- _What you are asked to do_: Reproduce the section of the records below that begins with the line containing "Detect any visible monkey." and ends with the line containing "[124,107,229,153]", including both of those lines.

- _Entries from a collection_:
[start]

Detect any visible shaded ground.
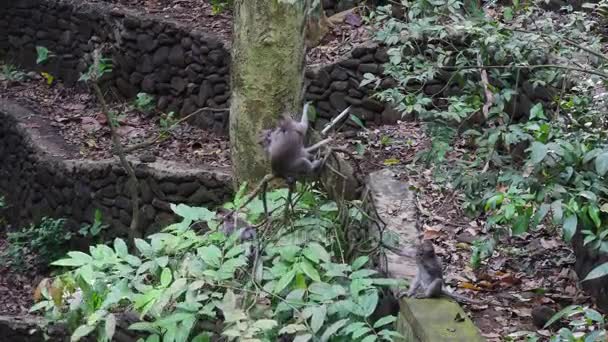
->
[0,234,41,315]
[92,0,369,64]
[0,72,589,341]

[end]
[start]

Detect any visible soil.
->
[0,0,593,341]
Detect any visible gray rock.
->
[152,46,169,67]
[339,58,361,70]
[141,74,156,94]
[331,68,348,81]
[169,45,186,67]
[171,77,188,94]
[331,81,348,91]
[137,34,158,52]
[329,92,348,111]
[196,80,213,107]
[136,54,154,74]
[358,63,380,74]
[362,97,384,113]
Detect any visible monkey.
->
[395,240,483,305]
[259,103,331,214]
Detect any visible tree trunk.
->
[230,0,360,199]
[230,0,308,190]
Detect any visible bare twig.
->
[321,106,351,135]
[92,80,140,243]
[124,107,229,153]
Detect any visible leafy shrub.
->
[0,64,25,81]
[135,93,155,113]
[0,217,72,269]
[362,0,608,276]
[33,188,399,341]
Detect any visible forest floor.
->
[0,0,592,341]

[end]

- _Answer to this exercise_:
Detect any visible monkey.
->
[395,240,483,305]
[259,103,331,214]
Detect any visible tree trunk.
->
[230,0,360,199]
[230,0,308,190]
Detect any visible bare twig.
->
[321,106,351,135]
[92,80,140,243]
[124,107,229,153]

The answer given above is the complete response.